**What is being asked**
Find the string "negative" in the records. Copy every line it appears in.

-- Dataset content follows --

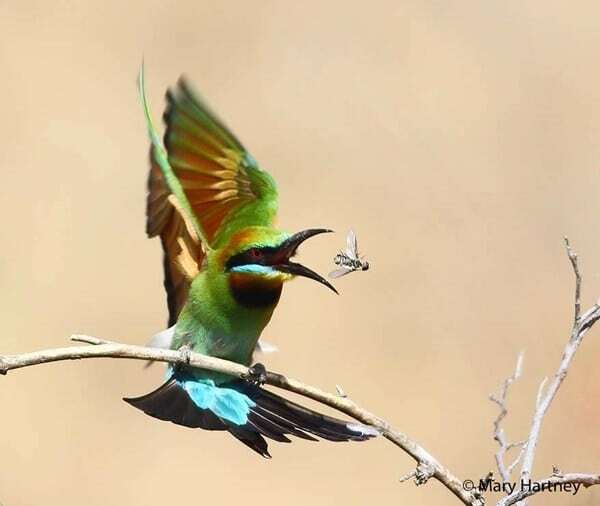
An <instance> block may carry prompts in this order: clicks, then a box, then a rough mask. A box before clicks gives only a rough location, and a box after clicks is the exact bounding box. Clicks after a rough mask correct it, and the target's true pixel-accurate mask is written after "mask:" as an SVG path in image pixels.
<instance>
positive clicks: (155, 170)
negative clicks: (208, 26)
mask: <svg viewBox="0 0 600 506" xmlns="http://www.w3.org/2000/svg"><path fill="white" fill-rule="evenodd" d="M140 91H141V95H142V102H143V105H144V111H145V113H146V119H147V122H148V129H149V133H150V138H151V141H152V149H151V167H150V176H149V181H148V200H147V232H148V235H149V236H150V237H153V236H156V235H160V238H161V241H162V245H163V249H164V255H165V256H164V270H165V282H164V284H165V289H166V291H167V301H168V306H169V326H170V325H172V324H174V323H175V321H176V320H177V317H178V315H179V312H180V311H181V309H182V308H183V306H184V304H185V302H186V300H187V296H188V293H189V286H190V284H191V282H192V280H193V279H194V277H195V276H196V275H197V274H198V273H199V272H200V270H201V269H202V266H203V261H204V258H205V252H206V251H208V250H211V249H215V248H218V247H220V246H221V245H223V244H224V243H225V242H226V241H227V239H228V238H229V236H230V235H231V234H232V233H234V232H235V231H236V230H238V229H240V228H244V227H248V226H268V225H271V224H272V222H273V221H274V219H275V215H276V213H277V188H276V185H275V181H274V180H273V178H272V177H271V176H270V175H269V174H268V173H267V172H265V171H263V170H261V169H260V168H259V167H258V164H257V163H256V161H255V160H254V158H253V157H252V156H251V155H250V154H249V153H248V152H247V151H246V150H245V148H244V147H243V146H242V144H241V143H240V142H239V141H238V140H237V139H236V137H235V136H234V135H233V134H232V133H231V132H230V131H229V130H228V129H227V127H226V126H225V125H224V123H223V122H222V121H220V120H219V118H218V117H217V116H216V115H215V114H214V113H213V112H212V111H211V110H210V109H209V108H208V106H207V105H206V104H205V103H204V101H202V100H201V99H200V98H199V97H197V96H196V95H194V93H193V92H192V91H191V89H190V87H189V85H188V84H187V82H186V81H185V80H184V79H180V80H179V83H178V85H177V87H176V89H175V90H173V91H171V90H170V91H169V92H167V104H168V105H167V109H166V112H165V114H164V120H165V123H166V131H165V136H164V147H163V145H162V144H161V142H160V139H159V138H158V135H157V133H156V130H155V129H154V126H153V124H152V120H151V115H150V110H149V107H148V104H147V101H146V97H145V92H144V74H143V69H142V72H141V73H140Z"/></svg>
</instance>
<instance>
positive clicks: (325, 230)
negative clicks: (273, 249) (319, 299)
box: [273, 228, 338, 293]
mask: <svg viewBox="0 0 600 506" xmlns="http://www.w3.org/2000/svg"><path fill="white" fill-rule="evenodd" d="M328 232H333V230H328V229H326V228H311V229H308V230H303V231H302V232H298V233H297V234H294V235H292V236H291V237H289V238H288V239H286V240H285V241H284V242H283V243H282V244H281V246H279V248H278V251H277V257H278V261H277V263H276V264H275V265H273V267H274V268H275V269H277V270H278V271H280V272H286V273H288V274H293V275H294V276H303V277H305V278H310V279H314V280H315V281H318V282H319V283H321V284H323V285H325V286H326V287H327V288H329V289H330V290H333V291H334V292H335V293H338V292H337V290H336V289H335V288H334V287H333V285H331V283H329V281H327V280H326V279H325V278H324V277H323V276H321V275H320V274H317V273H316V272H315V271H313V270H311V269H309V268H308V267H305V266H304V265H302V264H298V263H295V262H292V261H290V258H291V257H293V256H294V255H295V254H296V250H297V249H298V247H299V246H300V244H302V243H303V242H304V241H306V239H308V238H310V237H312V236H314V235H318V234H325V233H328Z"/></svg>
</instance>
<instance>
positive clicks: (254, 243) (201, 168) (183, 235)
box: [124, 66, 377, 458]
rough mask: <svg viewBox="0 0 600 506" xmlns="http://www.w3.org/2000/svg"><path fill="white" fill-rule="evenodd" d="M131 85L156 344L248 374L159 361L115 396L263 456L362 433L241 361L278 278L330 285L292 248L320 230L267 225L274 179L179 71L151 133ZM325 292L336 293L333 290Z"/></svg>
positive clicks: (144, 96) (283, 284) (270, 456)
mask: <svg viewBox="0 0 600 506" xmlns="http://www.w3.org/2000/svg"><path fill="white" fill-rule="evenodd" d="M144 80H145V79H144V69H143V66H142V70H141V71H140V74H139V80H138V86H139V91H140V97H141V102H142V106H143V109H144V114H145V119H146V123H147V127H148V133H149V137H150V172H149V176H148V194H147V202H146V218H147V221H146V232H147V235H148V236H149V237H160V240H161V243H162V247H163V269H164V287H165V290H166V293H167V306H168V313H169V317H168V330H166V331H162V332H161V333H159V334H157V336H155V338H156V339H155V340H156V341H160V342H161V344H160V346H164V347H169V348H171V349H185V350H191V351H194V352H198V353H203V354H206V355H209V356H214V357H219V358H222V359H226V360H230V361H233V362H237V363H239V364H243V365H245V366H249V367H250V366H251V367H250V369H249V371H250V375H249V377H248V378H234V377H231V376H228V375H225V374H223V373H219V372H212V371H206V370H201V369H197V368H191V367H185V366H184V367H182V366H169V367H168V369H167V378H166V381H165V382H164V383H163V384H162V385H161V386H159V387H158V388H157V389H156V390H154V391H152V392H150V393H148V394H146V395H143V396H140V397H129V398H124V400H125V401H126V402H128V403H129V404H130V405H132V406H134V407H135V408H138V409H139V410H141V411H143V412H144V413H146V414H148V415H150V416H152V417H154V418H158V419H160V420H166V421H170V422H173V423H175V424H177V425H181V426H185V427H191V428H201V429H206V430H209V431H213V430H217V431H228V432H229V433H230V434H232V435H233V436H234V437H235V438H236V439H237V440H239V441H240V442H242V443H243V444H245V445H246V446H248V447H249V448H251V449H252V450H254V451H255V452H257V453H258V454H259V455H261V456H263V457H265V458H271V455H270V453H269V450H268V444H267V441H266V439H265V438H267V439H271V440H274V441H278V442H285V443H289V442H291V439H290V438H289V437H288V436H294V437H296V438H301V439H306V440H318V438H320V439H325V440H329V441H366V440H368V439H370V438H372V437H374V436H376V435H377V432H376V431H375V430H374V429H373V428H372V427H369V426H367V425H362V424H359V423H352V422H348V421H344V420H341V419H337V418H334V417H331V416H328V415H325V414H322V413H319V412H317V411H314V410H312V409H308V408H306V407H304V406H302V405H300V404H298V403H295V402H292V401H290V400H288V399H285V398H284V397H282V396H280V395H277V394H275V393H273V392H271V391H269V390H267V389H265V388H264V387H263V385H264V381H265V378H266V369H265V367H264V365H262V364H254V365H252V358H253V352H254V350H255V348H256V346H257V343H258V339H259V337H260V335H261V333H262V331H263V329H264V328H265V326H266V325H267V324H268V323H269V321H270V319H271V316H272V314H273V311H274V309H275V307H276V306H277V304H278V302H279V300H280V296H281V293H282V288H283V285H284V283H286V282H288V281H290V280H291V279H293V278H296V277H304V278H309V279H312V280H314V281H316V282H318V283H320V284H322V285H324V286H326V287H327V288H329V289H330V290H332V291H334V292H336V290H335V288H334V287H333V286H332V285H331V284H330V283H329V282H328V281H327V280H326V279H325V278H323V277H322V276H321V275H320V274H318V273H316V272H315V271H313V270H311V269H309V268H308V267H306V266H304V265H302V264H300V263H297V262H294V261H293V260H292V257H293V256H294V255H295V254H296V253H297V250H298V247H299V246H300V245H301V244H302V243H304V241H306V240H307V239H309V238H311V237H314V236H317V235H320V234H324V233H328V232H331V230H329V229H326V228H311V229H306V230H303V231H300V232H297V233H289V232H285V231H283V230H280V229H278V228H276V227H275V226H274V221H275V218H276V214H277V209H278V193H277V185H276V183H275V180H274V179H273V177H272V176H271V175H270V174H269V173H268V172H267V171H265V170H263V169H262V168H261V167H260V166H259V164H258V162H257V161H256V160H255V159H254V158H253V156H252V155H251V154H250V153H249V152H248V151H247V150H246V149H245V148H244V146H243V145H242V143H241V142H240V141H239V140H238V139H237V138H236V137H235V135H234V134H233V133H232V132H231V130H230V129H229V128H228V127H227V126H226V125H225V123H224V122H223V121H222V120H220V119H219V117H218V116H217V115H216V114H215V113H214V112H213V111H212V109H211V108H210V107H209V106H208V105H207V103H206V102H205V101H204V99H203V98H201V96H200V95H199V94H198V93H196V92H195V91H194V89H193V88H192V87H191V85H190V84H189V82H188V80H187V79H186V78H185V77H182V78H180V79H179V81H178V82H177V85H176V87H175V88H174V89H169V90H168V91H167V94H166V102H167V106H166V109H165V112H164V115H163V120H164V123H165V133H164V138H163V141H162V142H161V139H160V137H159V134H158V133H157V131H156V128H155V126H154V124H153V120H152V115H151V111H150V106H149V103H148V100H147V98H146V93H145V83H144ZM336 293H337V292H336Z"/></svg>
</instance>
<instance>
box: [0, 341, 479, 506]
mask: <svg viewBox="0 0 600 506" xmlns="http://www.w3.org/2000/svg"><path fill="white" fill-rule="evenodd" d="M72 339H73V340H74V341H79V342H84V343H89V344H91V345H93V346H72V347H68V348H56V349H49V350H42V351H36V352H32V353H23V354H20V355H6V356H0V374H6V373H7V372H8V371H11V370H13V369H19V368H22V367H28V366H33V365H37V364H44V363H48V362H57V361H61V360H77V359H83V358H95V357H96V358H99V357H105V358H106V357H108V358H127V359H135V360H154V361H157V362H167V363H170V364H185V365H190V366H192V367H198V368H201V369H206V370H210V371H217V372H221V373H225V374H229V375H231V376H234V377H239V378H243V377H245V376H247V374H248V368H247V367H245V366H243V365H240V364H237V363H235V362H229V361H227V360H222V359H218V358H215V357H209V356H206V355H202V354H200V353H195V352H191V351H189V350H186V351H177V350H164V349H158V348H149V347H145V346H135V345H129V344H121V343H117V342H113V341H106V340H103V339H98V338H96V337H91V336H83V335H76V336H73V337H72ZM266 383H267V384H269V385H272V386H275V387H278V388H282V389H284V390H288V391H290V392H294V393H296V394H299V395H302V396H304V397H308V398H310V399H313V400H315V401H317V402H320V403H322V404H325V405H327V406H329V407H331V408H334V409H336V410H338V411H340V412H342V413H345V414H346V415H348V416H350V417H352V418H354V419H356V420H358V421H360V422H362V423H364V424H367V425H371V426H372V427H374V428H376V429H377V430H378V431H379V432H380V433H381V435H382V436H383V437H385V438H386V439H388V440H389V441H391V442H392V443H394V444H395V445H396V446H398V447H400V448H401V449H402V450H404V451H405V452H406V453H408V454H409V455H410V456H411V457H412V458H413V459H414V460H415V461H416V462H417V468H416V471H415V474H414V476H415V477H416V478H417V481H418V483H419V484H422V483H425V482H426V481H427V480H428V479H429V478H434V479H436V480H438V481H439V482H441V483H442V484H443V485H444V486H445V487H446V488H447V489H448V490H450V491H451V492H452V493H453V494H454V495H455V496H456V497H457V498H458V499H460V500H461V501H462V502H463V504H465V505H469V506H483V500H482V498H481V496H480V495H479V494H477V493H474V492H472V491H467V490H464V489H463V486H462V481H461V480H459V479H458V478H457V477H456V476H454V475H453V474H452V473H451V472H450V471H449V470H448V469H447V468H445V467H444V466H442V464H440V463H439V462H438V460H437V459H435V458H434V457H433V456H432V455H431V454H430V453H428V452H427V451H426V450H425V449H424V448H423V447H421V446H420V445H419V444H418V443H417V442H415V441H414V440H412V439H411V438H409V437H408V436H407V435H406V434H404V433H403V432H401V431H399V430H397V429H395V428H393V427H392V426H390V424H389V423H388V422H386V421H385V420H383V419H382V418H379V417H378V416H376V415H374V414H373V413H371V412H369V411H367V410H365V409H363V408H361V407H360V406H358V405H357V404H356V403H354V402H353V401H351V400H350V399H349V398H348V397H341V396H339V395H335V394H330V393H327V392H323V391H321V390H319V389H317V388H315V387H312V386H310V385H306V384H304V383H301V382H300V381H297V380H294V379H291V378H287V377H285V376H283V375H281V374H277V373H273V372H268V373H267V381H266Z"/></svg>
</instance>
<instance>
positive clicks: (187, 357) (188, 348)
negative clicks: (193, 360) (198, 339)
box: [177, 344, 192, 364]
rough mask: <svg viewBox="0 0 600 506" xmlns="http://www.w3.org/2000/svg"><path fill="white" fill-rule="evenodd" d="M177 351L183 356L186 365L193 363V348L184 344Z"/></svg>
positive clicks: (188, 345) (188, 344)
mask: <svg viewBox="0 0 600 506" xmlns="http://www.w3.org/2000/svg"><path fill="white" fill-rule="evenodd" d="M177 351H178V352H179V353H180V354H181V358H182V359H183V361H184V362H185V363H186V364H189V363H190V361H191V353H192V347H191V346H190V345H189V344H184V345H183V346H180V347H179V348H178V349H177Z"/></svg>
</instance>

-- Dataset content concluded --

**Output below**
negative clicks: (208, 26)
negative clicks: (273, 249) (319, 299)
negative clicks: (193, 360) (198, 339)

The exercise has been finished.